> [Travail demandé]:
Reproduisez à l’identique le passage de l’article sur le Nobel de médecine donné plus bas, depuis «Perspectives médicales» jusqu’à «les agents pathogènes.» inclus.

> [Extrait fourni]:
Journal n°81

Genève, chaînon clé du Nobel de médecine

Deux docteurs «honoris causa» de l’UNIGE figurent parmi les lauréats du prix Nobel de médecine, décerné cette année pour des recherches dans le domaine du transport intracellulaire

couv
Le 7 octobre dernier, le prix Nobel de médecine était attribué conjointement à Thomas Südhof, James Rothman et Randy Sheckman pour leurs travaux dans le décryptage du processus du transport cellulaire. Ces deux derniers ont été nommés docteur honoris causa de l’UNIGE il y a une dizaine d’années.

Rôle fondamental
Les lauréats 2013 du Nobel de médecine ont joué un rôle fondamental dans la caractérisation des molécules impliquées dans ce dispositif et dans l’identification de ses mécanismes de contrôle. «Rothman et Sheckman ont mené des travaux complémentaires, en suivant des approches très différentes», explique Jean Gruenberg, professeur au Département de biochimie (Faculté des sciences). L’approche génétique suivie par Randy Sheckman a permis d’identifier les gènes impliqués dans le transport. James Rothman a, quant à lui, choisi la voie de la biochimie pour explorer le domaine du trafic cellulaire, reconstituant in vitro l’une des étapes du transport. A partir de là, il a pu mettre au jour les molécules impliquées dans le processus. De son côté, Thomas Südhof a identifié les mécanismes de contrôle de l’influx nerveux. Le professeur Gruenberg ajoute que «si les trois lauréats n’ont jamais travaillé directement ensemble, Rothman et Sheckman ont étroitement collaboré grâce à une grande figure de la microscopie électronique, le professeur Lelio Orci de l’UNIGE (lire article). La convergence des études génétiques, biochimiques et ultrastructurales a ainsi joué un rôle essentiel dans ces découvertes.»

Perspectives médicales
De nombreuses maladies génétiques humaines sont liées à des dérèglements du transport cellulaire. Ainsi, les découvertes de Rothman, Sheckman et de Südhof ont amené de nouvelles perspectives dans le traitement thérapeutique de ces maladies. Par ailleurs, énormément de bactéries et de protozoaires infectent les cellules humaines en détournant le trafic cellulaire à leur avantage, d’où la nécessité d’une meilleure compréhension de ces phénomènes dans la lutte contre les agents pathogènes.

Décryptage du processus
La question du transport des protéines synthétisées à l’intérieur d’une cellule vers l’environnement extérieur se pose depuis longtemps. Georges Palade, Albert Claude et Christian de Duve, récompensés du Nobel de médecine 1974, ont amené une première réponse avec leurs travaux. «Ces trois-là sont en quelque sorte les pères fondateurs de la biologie cellulaire contemporaine», commente Jean Gruenberg, dont l’équipe travaille à décrypter les principes et les processus de contrôle des mouvements intracellulaires le long de la voie endocytique (de l’extérieur de la cellule vers l’intérieur). La cellule est compartementalisée en différentes organelles qui assurent le transport des protéines. L’expérience clé que Palade a menée a permis d’illustrer le transit de molécules d’une organelle à l’autre, à l’intérieur de la cellule. Concrètement, une vésicule se forme à la membrane du compartiment donneur, se détache et se déplace dans le cytoplasme jusqu’à rencontrer son compartiment cible. Puis, par fusion des membranes, elle y transfère son contenu.

> [Données extraites]:
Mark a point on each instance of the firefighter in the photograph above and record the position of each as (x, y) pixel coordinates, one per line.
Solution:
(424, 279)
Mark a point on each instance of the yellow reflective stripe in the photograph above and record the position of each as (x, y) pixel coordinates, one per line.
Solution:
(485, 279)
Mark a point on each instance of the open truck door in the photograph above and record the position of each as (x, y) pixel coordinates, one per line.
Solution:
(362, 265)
* * *
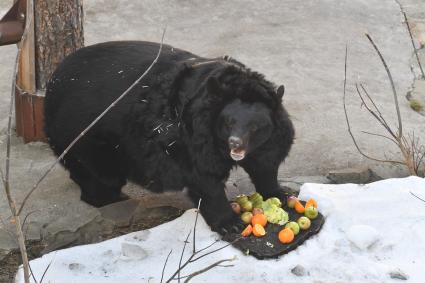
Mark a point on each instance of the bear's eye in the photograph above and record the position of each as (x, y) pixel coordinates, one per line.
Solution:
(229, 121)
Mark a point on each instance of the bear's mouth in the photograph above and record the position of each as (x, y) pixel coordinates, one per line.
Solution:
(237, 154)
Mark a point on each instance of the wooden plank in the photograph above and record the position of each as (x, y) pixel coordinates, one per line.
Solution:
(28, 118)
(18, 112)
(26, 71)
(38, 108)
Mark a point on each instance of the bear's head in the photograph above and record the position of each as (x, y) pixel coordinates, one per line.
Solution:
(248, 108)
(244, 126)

> [Zone de réponse]:
Perspectives médicales
De nombreuses maladies génétiques humaines sont liées à des dérèglements du transport cellulaire. Ainsi, les découvertes de Rothman, Sheckman et de Südhof ont amené de nouvelles perspectives dans le traitement thérapeutique de ces maladies. Par ailleurs, énormément de bactéries et de protozoaires infectent les cellules humaines en détournant le trafic cellulaire à leur avantage, d’où la nécessité d’une meilleure compréhension de ces phénomènes dans la lutte contre les agents pathogènes.